[Stated goal A]
In the Spokane policing excerpt below, condense the paragraph beginning "The citizens survey measured" into a short bulleted list that keeps its main facts.
[Stated goal B]
Translate this sentence from the Spokane policing excerpt below into Spanish: "All citizen surveys were mailed to a random sampling of Spokane residents."

[Article]

The cops were getting a big bump from this sort of thing. They were actually saying, ‘well I arrested the brothers and sisters of these kids and I had no idea that these kids were actually decent kids. I thought because their brothers and sisters were crooks that they were crooks too.’ And we had parents tell us, almost 100% of the parents we interviewed, that they would send their kids back for this kind of thing. They really liked it… The kids got paid like $40 for a week of work, which is hardly anything, but it meant a lot to them. And we went back and looked at bank records and found that over half of the kids had added to their accounts as opposed to just spent the money on candy. And, when they did withdraw the money, they typically spent it on school supplies and things for other people, as opposed to themselves.
The citizens survey measured resident’s assessment of the level and quality of police services, fear of crime, victimization experiences, neighborhood problems, police-public relations, and assessment of the COP philosophy and programs. (Subsequent surveys were developed and administered in 1994 and 1995 which also asked questions about the visibility of police personnel in neighborhoods and the characteristics of neighborhoods.) All citizen surveys were mailed to a random sampling of Spokane residents. Four hundred and twenty four (424) residents responded to the first survey. In an effort to increase the response rate, in 1994 the survey was sent to more households and 1,134 residents returned this second survey. In 1995 1,164 city residents responded to the third survey.2
From 1992 to 1994 the citizen surveys showed positive improvements in several areas. The number of citizens who:
- rated police services good or excellent increased by 6% from 54% to 60%;
- said they felt very safe or safe walking alone at night in their neighborhood increased by 7% from 39% to 46%;
- reported being the victim of a crime decreased by 7% from 31% to 24%;
- reported that Spokane residents and police worked together to solve crime increased by 12% from 34% to 46%.
The Spokane Police Department has proved
unusual in its willingness to experiment with COP and document the
results (see Thurman, 1995). In 1995, the National League of Cities
designated Spokane as the winner of the Annual Innovation Award for
“innovative approaches to rethinking public safety” in recognition of the
city’s COP efforts.
Second, observational data suggested that the CPOs enjoy their
work and appear quite successful at it. Moreover, those who come into
contact with the CPOs appear to appreciate the job that the CPOs are
doing and want it to continue. This observation is supported by the
various forms of data that were collected, including call-backs of
residents who have come into contact with the CPOs during the course of
the evaluation process.
WHEN ALL ELSE FAILS…BLAME THE OTHER GUY!!
“Last year’s budget cuts and the layoffs that followed have left the [SPD] so short-staffed that Spokane Police Chief Roger Bragdon himself describes the agency’s response levels as inadequate. Most property crimes, such as burglaries, go uninvestigated, and crime victims must wait months for the department’s records section to provide copies of basic police reports needed for insurance claims. (Clouse, 2005, n.p.)4”
***Interestingly you leave this quote from the story out…. why?? Is “blowing smoke” to the Spokane Community, as is going on now, a good thing???

[Available data]
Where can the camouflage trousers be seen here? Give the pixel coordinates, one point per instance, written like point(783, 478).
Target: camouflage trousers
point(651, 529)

[Exercise answer A]
- The survey measured residents' views on the level and quality of police services, fear of crime, victimization experiences, neighborhood problems, police-public relations, and the COP philosophy and programs.
- Later surveys in 1994 and 1995 also asked about how visible police personnel were in neighborhoods and what the neighborhoods were like.
- All surveys were mailed to a random sample of Spokane residents.
- 424 residents answered the first survey.
- In 1994, the survey went to more households to raise the response rate, and 1,134 residents returned it.
- In 1995, 1,164 residents answered the third survey.

[Exercise answer B]
Todas las encuestas ciudadanas se enviaron por correo a una muestra aleatoria de residentes de Spokane.